What this task involves » Starting with the line that contains "What part of this image shows the roof", reproduce each line through the end of the listing below, with no other output.

Start of Block

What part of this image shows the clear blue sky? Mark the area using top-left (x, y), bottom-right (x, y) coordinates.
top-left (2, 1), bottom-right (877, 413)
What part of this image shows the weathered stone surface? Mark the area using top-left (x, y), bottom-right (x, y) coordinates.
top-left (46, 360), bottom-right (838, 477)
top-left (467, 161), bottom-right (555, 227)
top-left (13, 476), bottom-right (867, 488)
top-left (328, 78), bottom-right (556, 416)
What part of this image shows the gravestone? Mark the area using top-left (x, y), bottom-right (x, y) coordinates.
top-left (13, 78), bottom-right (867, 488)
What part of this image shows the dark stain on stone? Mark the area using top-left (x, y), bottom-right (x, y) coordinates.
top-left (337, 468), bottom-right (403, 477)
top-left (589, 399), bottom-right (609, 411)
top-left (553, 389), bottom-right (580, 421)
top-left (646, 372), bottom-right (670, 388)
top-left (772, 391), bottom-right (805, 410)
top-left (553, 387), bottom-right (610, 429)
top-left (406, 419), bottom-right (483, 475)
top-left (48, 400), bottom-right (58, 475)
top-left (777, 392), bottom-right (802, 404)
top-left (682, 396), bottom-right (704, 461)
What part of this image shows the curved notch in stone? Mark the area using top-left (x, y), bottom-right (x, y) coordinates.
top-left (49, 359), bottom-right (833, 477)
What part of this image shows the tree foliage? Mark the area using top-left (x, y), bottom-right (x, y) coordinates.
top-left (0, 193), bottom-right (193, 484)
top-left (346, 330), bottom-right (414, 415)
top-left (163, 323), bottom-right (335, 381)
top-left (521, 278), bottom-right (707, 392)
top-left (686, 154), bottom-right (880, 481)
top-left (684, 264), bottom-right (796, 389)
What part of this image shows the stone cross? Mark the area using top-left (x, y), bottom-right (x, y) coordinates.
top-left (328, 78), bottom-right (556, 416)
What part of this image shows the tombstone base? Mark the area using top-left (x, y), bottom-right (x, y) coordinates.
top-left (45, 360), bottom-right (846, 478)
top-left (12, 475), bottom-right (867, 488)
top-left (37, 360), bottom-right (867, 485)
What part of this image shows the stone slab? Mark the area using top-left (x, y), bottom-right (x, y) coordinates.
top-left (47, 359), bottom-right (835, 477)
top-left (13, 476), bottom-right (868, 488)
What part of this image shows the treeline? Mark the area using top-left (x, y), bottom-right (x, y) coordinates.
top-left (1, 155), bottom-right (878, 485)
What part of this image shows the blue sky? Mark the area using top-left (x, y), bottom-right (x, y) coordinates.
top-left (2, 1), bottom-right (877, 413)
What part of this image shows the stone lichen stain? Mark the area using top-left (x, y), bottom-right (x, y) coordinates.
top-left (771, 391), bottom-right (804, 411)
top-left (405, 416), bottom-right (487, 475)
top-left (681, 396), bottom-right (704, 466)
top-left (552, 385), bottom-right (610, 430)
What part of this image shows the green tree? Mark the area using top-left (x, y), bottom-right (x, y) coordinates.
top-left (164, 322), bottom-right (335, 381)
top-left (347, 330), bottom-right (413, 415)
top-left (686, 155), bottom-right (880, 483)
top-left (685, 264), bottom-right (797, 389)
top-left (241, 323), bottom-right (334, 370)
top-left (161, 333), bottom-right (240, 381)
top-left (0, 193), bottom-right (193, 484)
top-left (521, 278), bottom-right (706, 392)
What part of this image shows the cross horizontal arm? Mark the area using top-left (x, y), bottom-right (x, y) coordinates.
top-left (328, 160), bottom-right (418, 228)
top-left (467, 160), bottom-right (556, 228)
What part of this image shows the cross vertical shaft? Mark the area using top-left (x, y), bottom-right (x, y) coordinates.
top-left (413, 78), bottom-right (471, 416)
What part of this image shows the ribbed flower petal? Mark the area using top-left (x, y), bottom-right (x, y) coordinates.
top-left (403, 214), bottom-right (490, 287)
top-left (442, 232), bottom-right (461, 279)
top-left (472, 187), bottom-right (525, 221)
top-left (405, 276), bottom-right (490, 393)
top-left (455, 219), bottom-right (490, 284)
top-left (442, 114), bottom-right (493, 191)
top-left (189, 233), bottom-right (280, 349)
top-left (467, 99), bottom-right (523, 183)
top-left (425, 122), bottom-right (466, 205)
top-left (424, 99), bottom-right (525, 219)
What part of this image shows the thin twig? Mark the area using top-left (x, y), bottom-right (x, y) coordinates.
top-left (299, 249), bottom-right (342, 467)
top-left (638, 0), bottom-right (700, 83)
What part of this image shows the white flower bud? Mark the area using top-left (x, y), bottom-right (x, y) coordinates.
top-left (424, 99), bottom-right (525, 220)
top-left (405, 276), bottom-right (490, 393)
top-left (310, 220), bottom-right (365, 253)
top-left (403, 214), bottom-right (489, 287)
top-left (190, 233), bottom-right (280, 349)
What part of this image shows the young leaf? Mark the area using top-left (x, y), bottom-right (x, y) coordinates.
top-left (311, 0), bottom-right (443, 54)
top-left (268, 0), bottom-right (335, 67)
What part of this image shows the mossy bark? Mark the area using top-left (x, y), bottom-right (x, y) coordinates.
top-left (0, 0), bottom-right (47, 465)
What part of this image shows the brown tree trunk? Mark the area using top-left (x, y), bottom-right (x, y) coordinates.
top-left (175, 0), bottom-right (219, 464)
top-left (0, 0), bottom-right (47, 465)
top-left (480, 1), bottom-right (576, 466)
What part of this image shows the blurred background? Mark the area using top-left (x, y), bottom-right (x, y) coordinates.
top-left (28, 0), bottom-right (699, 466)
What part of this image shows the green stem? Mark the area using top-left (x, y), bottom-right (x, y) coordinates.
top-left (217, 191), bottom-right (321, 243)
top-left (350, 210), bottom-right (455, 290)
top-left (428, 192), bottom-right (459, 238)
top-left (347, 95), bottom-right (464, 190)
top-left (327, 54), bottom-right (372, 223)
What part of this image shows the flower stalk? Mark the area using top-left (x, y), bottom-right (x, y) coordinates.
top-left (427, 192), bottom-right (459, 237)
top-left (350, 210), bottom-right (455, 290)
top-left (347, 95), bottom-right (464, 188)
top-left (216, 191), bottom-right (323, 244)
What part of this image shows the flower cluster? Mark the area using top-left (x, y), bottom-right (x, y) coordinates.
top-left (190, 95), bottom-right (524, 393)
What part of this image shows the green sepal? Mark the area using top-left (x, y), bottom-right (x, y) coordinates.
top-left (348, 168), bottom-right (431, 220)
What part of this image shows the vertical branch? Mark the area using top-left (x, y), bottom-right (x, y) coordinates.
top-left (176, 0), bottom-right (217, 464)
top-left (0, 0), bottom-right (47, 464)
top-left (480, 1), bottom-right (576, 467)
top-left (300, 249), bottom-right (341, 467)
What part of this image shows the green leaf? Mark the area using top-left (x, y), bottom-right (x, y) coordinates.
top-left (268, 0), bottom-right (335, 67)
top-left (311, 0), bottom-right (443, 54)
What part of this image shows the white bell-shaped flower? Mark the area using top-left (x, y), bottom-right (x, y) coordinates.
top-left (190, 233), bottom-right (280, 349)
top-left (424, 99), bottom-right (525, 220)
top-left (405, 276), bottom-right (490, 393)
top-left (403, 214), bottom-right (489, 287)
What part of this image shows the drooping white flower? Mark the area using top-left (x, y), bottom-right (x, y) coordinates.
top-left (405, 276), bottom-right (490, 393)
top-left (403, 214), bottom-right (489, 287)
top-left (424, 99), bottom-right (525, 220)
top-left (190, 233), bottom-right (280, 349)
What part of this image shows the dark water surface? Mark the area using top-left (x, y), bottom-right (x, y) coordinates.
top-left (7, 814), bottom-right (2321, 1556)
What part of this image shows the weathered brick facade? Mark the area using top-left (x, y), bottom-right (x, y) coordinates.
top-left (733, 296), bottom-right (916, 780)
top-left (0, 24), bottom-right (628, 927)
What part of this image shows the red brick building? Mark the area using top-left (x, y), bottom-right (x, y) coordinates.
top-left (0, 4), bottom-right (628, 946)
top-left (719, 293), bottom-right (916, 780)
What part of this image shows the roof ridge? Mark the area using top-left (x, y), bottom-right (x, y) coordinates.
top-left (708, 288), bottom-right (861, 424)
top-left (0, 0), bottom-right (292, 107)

End of Block

Solved exercise »
What part of this image shows the roof ridge? Mark the area using top-left (x, y), bottom-right (x, y) coordinates.
top-left (708, 288), bottom-right (861, 424)
top-left (0, 0), bottom-right (292, 107)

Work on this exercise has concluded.